EXERCISE: From the data below, extract and copy every line containing the string "golden". Treat uppercase and lowercase letters as different.

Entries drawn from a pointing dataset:
□ □ □ □ □
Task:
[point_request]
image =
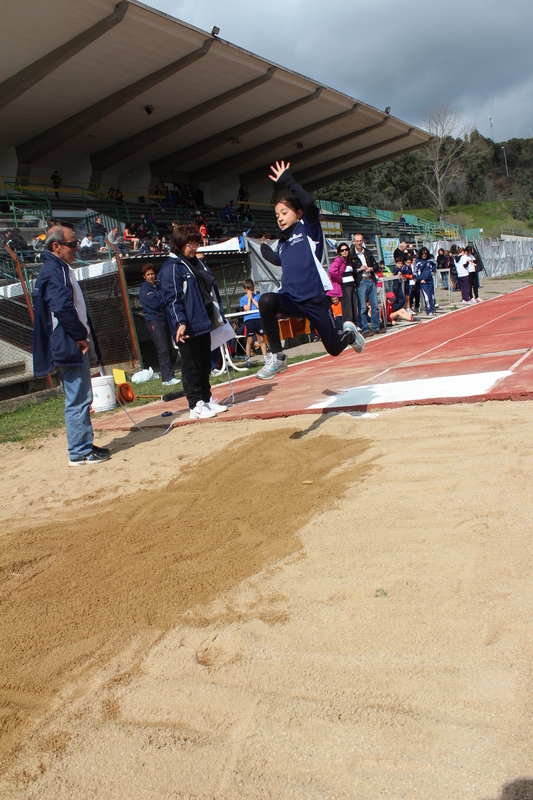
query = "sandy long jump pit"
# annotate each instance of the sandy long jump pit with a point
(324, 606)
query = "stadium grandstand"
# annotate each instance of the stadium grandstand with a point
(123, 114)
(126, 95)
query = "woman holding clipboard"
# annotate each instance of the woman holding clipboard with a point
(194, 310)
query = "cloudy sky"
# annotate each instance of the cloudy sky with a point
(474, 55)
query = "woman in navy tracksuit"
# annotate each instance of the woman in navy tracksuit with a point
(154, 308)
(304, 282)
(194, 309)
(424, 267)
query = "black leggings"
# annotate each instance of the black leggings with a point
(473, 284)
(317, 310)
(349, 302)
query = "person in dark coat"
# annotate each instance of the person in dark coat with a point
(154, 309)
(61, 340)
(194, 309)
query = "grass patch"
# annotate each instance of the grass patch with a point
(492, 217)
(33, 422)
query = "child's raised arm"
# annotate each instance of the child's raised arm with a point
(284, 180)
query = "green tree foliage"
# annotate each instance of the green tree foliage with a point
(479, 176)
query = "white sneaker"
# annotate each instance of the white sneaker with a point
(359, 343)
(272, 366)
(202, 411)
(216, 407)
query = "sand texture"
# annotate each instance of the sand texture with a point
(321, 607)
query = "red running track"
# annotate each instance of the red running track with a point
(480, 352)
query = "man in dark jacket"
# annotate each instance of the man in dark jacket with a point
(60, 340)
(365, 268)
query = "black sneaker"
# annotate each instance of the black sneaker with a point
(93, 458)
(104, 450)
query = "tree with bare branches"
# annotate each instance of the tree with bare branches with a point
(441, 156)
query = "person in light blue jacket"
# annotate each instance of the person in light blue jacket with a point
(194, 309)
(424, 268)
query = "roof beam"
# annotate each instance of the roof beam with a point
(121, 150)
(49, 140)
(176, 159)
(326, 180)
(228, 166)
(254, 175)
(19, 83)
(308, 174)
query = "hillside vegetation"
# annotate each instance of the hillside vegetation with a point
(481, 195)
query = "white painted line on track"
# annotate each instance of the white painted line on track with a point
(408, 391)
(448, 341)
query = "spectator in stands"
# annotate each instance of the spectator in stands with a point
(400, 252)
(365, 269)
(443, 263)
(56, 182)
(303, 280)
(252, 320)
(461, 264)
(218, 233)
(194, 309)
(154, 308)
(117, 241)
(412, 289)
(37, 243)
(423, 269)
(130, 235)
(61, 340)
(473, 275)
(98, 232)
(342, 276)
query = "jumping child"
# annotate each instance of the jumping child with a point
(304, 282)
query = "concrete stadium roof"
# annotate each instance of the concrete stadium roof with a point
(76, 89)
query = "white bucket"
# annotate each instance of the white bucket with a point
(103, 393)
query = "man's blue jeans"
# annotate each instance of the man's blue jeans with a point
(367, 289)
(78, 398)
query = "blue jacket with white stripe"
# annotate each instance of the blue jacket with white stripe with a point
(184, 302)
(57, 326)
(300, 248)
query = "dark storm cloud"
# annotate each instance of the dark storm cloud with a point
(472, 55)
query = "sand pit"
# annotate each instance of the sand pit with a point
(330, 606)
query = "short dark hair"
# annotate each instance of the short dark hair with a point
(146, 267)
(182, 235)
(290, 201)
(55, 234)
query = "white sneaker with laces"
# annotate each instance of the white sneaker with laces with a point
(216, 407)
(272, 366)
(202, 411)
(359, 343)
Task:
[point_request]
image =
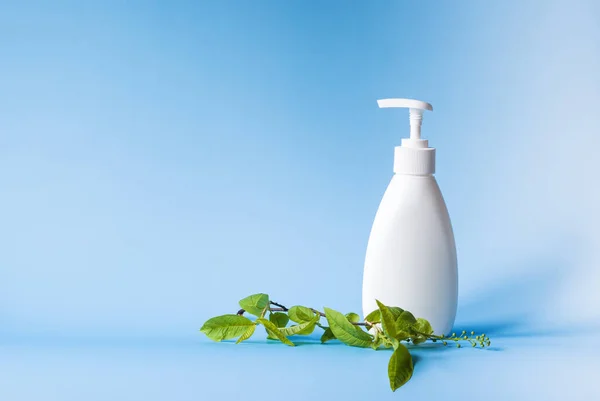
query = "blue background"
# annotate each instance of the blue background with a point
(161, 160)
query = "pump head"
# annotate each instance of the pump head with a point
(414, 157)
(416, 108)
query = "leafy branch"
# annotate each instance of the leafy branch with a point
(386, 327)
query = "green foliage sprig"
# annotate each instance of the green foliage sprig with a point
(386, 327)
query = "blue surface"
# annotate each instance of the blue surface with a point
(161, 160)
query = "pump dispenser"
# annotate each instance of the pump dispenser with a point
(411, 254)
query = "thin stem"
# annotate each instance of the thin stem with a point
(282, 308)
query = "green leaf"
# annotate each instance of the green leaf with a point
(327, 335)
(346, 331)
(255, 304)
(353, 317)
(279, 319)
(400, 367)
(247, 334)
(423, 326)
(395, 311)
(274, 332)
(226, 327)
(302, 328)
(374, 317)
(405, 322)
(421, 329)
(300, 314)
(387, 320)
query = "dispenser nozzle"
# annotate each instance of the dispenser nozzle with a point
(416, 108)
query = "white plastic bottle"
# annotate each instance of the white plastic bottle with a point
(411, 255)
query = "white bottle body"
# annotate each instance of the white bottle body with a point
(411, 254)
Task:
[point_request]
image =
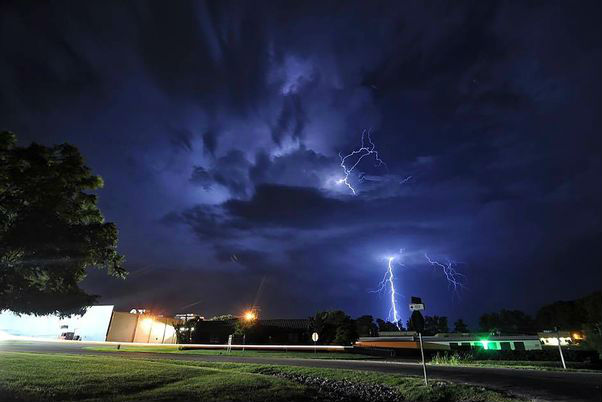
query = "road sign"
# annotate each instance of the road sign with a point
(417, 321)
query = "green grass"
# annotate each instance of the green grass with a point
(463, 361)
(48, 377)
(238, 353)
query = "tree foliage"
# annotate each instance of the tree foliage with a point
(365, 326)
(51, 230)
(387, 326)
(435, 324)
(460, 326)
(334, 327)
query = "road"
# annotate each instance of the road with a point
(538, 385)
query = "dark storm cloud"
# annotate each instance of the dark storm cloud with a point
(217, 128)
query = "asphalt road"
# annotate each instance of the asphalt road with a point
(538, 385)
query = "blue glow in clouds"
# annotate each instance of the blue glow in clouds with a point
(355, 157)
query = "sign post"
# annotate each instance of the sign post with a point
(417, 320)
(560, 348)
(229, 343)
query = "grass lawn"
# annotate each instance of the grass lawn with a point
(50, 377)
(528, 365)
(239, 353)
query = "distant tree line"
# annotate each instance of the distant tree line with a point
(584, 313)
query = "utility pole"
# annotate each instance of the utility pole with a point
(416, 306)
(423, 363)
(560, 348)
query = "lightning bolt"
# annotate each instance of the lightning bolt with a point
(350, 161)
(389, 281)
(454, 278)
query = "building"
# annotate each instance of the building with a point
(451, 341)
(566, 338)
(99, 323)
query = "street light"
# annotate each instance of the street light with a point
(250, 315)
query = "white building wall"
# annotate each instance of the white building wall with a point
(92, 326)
□ □ □ □ □
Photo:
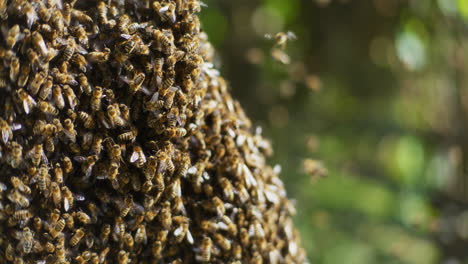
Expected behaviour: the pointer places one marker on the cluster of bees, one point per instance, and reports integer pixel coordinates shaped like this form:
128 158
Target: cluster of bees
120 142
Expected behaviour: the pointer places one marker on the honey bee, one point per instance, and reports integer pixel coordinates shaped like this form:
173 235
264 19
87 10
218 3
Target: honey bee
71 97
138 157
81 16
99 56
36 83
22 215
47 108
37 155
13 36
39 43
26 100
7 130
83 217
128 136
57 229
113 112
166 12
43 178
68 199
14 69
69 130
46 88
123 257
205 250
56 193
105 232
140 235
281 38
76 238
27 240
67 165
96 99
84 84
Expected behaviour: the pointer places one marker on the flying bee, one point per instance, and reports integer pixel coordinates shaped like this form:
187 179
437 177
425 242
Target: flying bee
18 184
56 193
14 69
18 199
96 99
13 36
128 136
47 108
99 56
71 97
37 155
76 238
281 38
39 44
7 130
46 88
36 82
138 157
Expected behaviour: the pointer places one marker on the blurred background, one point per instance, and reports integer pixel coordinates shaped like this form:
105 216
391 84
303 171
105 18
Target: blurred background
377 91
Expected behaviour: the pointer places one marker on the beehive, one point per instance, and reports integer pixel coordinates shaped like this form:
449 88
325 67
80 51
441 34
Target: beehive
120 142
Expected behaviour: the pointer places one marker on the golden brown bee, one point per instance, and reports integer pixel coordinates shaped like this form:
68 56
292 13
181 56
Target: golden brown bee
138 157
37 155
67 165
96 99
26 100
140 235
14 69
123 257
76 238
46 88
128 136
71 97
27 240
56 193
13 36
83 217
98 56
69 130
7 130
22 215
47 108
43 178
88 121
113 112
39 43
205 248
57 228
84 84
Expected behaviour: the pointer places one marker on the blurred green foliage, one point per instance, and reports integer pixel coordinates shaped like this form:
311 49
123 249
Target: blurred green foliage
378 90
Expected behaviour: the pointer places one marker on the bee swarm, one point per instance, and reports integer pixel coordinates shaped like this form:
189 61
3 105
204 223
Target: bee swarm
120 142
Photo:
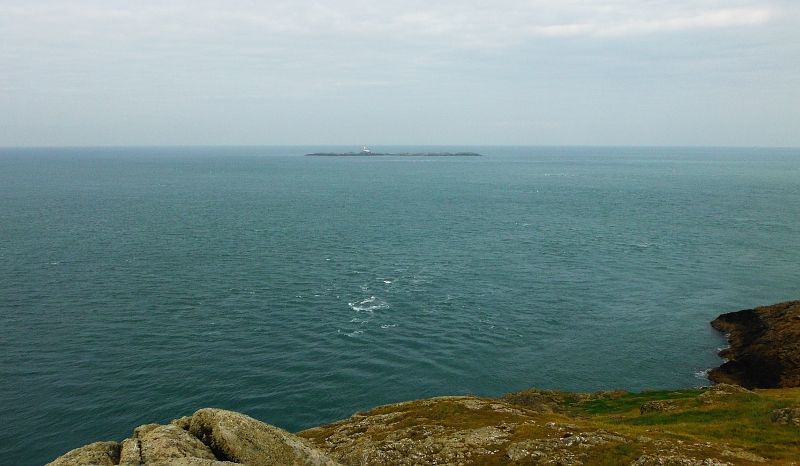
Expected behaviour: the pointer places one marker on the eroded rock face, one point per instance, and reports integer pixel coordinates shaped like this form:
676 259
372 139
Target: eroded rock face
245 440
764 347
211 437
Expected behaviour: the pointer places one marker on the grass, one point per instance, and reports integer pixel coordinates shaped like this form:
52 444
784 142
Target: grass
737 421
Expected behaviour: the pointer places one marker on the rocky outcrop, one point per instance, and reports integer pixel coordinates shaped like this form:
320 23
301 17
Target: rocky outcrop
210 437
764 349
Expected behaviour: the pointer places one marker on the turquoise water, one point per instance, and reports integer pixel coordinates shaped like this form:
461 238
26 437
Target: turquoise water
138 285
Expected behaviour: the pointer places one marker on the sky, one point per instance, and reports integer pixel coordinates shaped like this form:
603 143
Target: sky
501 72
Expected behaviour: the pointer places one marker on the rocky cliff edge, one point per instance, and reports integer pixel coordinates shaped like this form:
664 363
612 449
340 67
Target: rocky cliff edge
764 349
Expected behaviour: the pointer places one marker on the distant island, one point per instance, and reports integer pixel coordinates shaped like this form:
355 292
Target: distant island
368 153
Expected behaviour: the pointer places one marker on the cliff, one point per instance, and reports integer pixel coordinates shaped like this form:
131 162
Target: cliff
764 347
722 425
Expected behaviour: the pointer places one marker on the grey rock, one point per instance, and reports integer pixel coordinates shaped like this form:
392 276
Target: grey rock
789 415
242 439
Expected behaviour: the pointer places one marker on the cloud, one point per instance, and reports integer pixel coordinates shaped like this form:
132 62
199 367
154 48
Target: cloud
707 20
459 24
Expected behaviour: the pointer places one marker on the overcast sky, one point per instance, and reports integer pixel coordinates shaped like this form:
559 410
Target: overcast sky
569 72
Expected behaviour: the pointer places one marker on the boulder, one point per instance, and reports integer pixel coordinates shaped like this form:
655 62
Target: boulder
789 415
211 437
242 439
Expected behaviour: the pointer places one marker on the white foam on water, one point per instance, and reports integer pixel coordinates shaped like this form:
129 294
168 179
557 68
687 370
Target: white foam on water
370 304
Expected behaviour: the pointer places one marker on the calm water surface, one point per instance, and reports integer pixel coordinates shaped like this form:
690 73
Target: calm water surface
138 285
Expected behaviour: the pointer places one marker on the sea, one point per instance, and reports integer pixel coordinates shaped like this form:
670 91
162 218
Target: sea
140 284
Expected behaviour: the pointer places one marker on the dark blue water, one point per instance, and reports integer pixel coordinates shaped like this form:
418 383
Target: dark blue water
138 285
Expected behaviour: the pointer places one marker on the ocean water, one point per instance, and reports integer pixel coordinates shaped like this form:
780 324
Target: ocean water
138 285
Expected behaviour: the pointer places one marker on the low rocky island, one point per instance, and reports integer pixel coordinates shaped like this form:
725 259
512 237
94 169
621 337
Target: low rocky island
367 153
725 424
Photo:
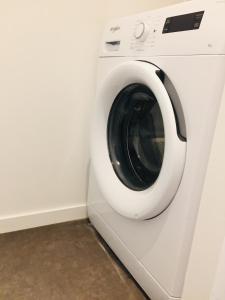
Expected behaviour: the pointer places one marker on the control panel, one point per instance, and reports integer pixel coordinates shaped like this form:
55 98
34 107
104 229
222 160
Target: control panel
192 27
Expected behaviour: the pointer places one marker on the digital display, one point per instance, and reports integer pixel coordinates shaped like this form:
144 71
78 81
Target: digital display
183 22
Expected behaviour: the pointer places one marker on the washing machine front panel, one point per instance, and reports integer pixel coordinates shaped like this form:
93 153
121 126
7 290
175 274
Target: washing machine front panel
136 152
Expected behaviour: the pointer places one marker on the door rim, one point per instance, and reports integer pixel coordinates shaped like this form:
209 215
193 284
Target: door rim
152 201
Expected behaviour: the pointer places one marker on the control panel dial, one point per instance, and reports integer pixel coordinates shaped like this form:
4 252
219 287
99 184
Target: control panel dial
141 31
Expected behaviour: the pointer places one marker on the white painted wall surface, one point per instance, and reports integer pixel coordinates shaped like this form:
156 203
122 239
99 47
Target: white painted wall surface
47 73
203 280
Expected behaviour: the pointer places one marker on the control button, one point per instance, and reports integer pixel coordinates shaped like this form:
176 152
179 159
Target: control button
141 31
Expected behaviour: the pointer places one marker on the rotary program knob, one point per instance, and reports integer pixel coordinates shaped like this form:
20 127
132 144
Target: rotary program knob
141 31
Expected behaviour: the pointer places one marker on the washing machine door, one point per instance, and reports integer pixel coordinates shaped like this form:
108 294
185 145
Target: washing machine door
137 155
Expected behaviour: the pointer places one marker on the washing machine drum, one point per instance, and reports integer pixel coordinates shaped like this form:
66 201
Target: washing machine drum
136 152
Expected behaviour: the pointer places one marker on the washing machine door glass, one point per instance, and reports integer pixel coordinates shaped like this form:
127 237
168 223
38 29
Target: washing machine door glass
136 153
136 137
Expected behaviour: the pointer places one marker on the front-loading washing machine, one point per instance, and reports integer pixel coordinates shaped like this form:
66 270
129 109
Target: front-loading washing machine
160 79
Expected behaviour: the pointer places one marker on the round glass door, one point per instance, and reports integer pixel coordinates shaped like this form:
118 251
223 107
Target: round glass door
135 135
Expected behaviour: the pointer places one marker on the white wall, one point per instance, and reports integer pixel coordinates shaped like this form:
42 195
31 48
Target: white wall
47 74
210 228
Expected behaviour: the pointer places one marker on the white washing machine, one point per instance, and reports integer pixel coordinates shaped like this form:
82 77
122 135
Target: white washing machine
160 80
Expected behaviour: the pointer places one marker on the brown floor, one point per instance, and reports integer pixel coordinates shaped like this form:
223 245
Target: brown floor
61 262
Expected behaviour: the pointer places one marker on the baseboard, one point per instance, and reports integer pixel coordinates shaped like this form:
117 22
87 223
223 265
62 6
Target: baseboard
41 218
□ □ □ □ □
OUTPUT FOR THIS EXERCISE:
Expected behaviour: the pointer places one marker on the golden brown bee, one point per instance, and reports integer pixel coordinates shaped like this form:
Target: golden brown bee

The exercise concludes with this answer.